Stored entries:
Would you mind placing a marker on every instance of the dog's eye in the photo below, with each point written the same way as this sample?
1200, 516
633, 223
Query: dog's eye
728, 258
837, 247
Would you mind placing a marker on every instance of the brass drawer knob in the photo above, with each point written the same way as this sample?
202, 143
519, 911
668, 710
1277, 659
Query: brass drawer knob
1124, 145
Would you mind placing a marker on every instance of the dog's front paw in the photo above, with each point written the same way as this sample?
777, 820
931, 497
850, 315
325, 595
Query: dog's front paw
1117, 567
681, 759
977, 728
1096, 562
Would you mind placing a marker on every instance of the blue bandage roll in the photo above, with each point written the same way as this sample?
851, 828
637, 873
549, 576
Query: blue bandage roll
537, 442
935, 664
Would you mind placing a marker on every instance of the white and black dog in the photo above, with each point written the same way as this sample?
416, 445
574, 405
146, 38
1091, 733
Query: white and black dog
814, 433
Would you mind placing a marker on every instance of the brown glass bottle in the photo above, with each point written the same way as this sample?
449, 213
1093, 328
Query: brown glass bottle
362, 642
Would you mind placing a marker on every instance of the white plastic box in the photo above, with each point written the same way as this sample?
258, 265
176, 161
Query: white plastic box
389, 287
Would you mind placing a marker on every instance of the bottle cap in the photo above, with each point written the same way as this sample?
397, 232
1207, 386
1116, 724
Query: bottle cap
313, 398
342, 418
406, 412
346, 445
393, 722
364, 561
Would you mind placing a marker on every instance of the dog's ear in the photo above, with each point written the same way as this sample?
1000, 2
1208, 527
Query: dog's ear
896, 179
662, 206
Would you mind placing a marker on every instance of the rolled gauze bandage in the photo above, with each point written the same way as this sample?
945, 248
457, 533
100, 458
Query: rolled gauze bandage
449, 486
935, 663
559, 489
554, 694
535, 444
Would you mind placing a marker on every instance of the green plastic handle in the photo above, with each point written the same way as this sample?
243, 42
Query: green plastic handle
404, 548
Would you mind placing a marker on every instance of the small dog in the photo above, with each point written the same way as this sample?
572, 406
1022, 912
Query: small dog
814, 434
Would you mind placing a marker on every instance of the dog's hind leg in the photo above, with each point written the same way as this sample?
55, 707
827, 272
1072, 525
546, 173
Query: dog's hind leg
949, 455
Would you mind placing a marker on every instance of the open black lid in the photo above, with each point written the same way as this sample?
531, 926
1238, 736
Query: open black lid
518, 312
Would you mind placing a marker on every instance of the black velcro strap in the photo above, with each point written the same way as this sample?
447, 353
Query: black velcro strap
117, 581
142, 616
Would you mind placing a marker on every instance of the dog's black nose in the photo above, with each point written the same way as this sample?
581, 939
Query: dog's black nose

→ The task: Copy out each line from the preceding entries that mentions the word "nose".

→ Solution:
Would you mind placing a marker on every instance of the dog's black nose in the photo above, with each point written the same way as this sample?
Query: dog's black nose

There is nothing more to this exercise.